#### Problem to work on:
Exactly and without additions, transcribe the line that contains "Where can you spot the silhouetted" and every line after it in the data.

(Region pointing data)
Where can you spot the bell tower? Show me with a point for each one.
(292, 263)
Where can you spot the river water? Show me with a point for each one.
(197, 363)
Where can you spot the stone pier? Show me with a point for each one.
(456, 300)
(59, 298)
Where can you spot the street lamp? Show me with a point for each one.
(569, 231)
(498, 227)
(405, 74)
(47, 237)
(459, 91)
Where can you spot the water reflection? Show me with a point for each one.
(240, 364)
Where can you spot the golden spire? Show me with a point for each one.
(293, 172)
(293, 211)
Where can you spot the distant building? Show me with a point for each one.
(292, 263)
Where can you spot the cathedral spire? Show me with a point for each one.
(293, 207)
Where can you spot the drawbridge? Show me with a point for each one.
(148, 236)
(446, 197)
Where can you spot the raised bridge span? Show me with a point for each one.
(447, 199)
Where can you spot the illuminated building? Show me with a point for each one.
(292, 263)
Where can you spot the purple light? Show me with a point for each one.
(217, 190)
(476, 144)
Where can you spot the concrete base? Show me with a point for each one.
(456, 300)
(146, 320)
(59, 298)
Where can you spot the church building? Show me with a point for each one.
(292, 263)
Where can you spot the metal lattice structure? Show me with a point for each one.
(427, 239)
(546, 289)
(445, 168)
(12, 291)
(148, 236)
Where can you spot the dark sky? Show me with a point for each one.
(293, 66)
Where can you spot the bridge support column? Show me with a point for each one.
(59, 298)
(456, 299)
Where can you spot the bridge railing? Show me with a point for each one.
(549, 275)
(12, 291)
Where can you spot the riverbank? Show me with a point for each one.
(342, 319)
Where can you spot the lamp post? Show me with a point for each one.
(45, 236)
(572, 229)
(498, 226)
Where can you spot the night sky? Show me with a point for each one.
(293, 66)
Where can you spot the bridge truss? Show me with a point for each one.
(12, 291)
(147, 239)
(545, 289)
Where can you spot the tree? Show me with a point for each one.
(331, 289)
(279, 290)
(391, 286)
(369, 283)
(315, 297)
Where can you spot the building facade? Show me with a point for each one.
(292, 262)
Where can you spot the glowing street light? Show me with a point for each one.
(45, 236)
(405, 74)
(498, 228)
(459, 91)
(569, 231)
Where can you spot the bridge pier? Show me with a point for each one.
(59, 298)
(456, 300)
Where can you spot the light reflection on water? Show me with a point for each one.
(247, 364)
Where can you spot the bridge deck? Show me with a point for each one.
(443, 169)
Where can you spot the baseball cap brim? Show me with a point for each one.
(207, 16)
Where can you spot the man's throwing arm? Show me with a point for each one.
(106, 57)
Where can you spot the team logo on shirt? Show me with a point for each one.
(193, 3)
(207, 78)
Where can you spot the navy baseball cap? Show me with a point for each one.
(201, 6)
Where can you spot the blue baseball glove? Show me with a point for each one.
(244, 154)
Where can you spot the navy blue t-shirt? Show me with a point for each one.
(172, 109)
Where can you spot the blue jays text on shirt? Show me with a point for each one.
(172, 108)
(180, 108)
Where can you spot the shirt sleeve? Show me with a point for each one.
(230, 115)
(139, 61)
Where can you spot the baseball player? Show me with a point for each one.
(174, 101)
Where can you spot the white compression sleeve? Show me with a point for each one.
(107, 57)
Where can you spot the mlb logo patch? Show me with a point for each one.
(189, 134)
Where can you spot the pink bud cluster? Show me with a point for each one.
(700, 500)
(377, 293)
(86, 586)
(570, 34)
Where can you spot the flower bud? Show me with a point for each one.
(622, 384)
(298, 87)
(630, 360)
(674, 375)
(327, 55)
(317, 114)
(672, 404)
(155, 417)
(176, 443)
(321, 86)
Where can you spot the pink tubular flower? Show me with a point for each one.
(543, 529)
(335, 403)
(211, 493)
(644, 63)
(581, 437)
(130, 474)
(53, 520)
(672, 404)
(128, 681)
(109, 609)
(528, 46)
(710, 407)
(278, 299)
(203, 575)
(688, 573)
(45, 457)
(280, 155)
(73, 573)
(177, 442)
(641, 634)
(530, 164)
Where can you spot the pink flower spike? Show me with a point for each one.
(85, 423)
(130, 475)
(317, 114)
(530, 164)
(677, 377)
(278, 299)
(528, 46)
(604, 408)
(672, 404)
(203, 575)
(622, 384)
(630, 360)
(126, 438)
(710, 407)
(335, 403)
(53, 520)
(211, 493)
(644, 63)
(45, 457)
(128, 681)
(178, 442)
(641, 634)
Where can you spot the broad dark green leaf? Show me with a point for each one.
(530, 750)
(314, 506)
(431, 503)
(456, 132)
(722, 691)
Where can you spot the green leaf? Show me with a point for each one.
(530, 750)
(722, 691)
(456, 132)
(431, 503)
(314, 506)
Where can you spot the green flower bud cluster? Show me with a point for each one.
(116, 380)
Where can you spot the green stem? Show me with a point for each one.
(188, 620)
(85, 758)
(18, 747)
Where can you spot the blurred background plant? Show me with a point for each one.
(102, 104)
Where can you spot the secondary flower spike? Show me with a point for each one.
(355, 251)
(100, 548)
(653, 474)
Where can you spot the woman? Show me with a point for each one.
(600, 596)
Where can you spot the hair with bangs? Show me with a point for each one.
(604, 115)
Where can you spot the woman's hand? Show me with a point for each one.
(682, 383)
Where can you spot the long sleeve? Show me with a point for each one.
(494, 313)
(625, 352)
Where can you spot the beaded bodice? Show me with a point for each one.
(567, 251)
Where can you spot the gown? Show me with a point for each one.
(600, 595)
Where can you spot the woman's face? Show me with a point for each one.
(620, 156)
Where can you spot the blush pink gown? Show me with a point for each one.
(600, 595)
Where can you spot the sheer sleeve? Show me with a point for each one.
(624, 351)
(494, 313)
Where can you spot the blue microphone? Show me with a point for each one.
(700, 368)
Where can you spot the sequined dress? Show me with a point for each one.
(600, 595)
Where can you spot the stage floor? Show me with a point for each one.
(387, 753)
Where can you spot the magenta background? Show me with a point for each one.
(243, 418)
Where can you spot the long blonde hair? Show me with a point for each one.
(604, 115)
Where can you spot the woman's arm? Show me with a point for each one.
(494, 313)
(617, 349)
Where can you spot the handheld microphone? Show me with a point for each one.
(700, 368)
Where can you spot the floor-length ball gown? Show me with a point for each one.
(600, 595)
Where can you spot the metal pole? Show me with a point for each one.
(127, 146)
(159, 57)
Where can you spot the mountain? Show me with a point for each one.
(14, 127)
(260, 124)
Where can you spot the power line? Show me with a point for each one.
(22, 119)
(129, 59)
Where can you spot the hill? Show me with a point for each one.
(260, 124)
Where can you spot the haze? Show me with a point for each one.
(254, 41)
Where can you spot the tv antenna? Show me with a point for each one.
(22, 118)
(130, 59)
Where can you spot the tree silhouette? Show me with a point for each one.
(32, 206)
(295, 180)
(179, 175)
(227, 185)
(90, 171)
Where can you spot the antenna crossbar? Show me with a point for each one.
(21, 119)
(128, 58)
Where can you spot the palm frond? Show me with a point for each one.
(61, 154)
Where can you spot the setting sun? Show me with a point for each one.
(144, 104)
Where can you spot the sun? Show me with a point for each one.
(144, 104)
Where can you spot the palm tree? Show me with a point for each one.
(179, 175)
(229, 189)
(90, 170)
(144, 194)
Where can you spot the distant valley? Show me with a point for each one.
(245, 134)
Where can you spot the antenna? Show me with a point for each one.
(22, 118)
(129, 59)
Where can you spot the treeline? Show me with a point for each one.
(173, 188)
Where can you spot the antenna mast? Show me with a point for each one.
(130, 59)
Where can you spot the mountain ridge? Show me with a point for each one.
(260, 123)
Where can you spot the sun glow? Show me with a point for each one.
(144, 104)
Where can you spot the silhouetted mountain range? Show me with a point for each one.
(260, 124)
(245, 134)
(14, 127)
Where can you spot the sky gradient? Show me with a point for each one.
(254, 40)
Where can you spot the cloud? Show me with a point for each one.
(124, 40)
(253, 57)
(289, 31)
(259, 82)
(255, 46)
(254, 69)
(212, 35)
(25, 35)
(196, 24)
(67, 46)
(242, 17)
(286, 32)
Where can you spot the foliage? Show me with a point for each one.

#### Written solution:
Where can you spot the silhouetted mountain range? Show me with a point for each one.
(260, 124)
(245, 134)
(14, 127)
Where can you spot the sky gradient? Show me with a point for each one.
(254, 40)
Where can you spot the cloud? Show me with a point for each one.
(124, 40)
(253, 57)
(289, 31)
(259, 82)
(255, 46)
(254, 69)
(212, 35)
(25, 35)
(196, 24)
(67, 46)
(242, 17)
(286, 32)
Where can you spot the foliage? Show me with a point for each one.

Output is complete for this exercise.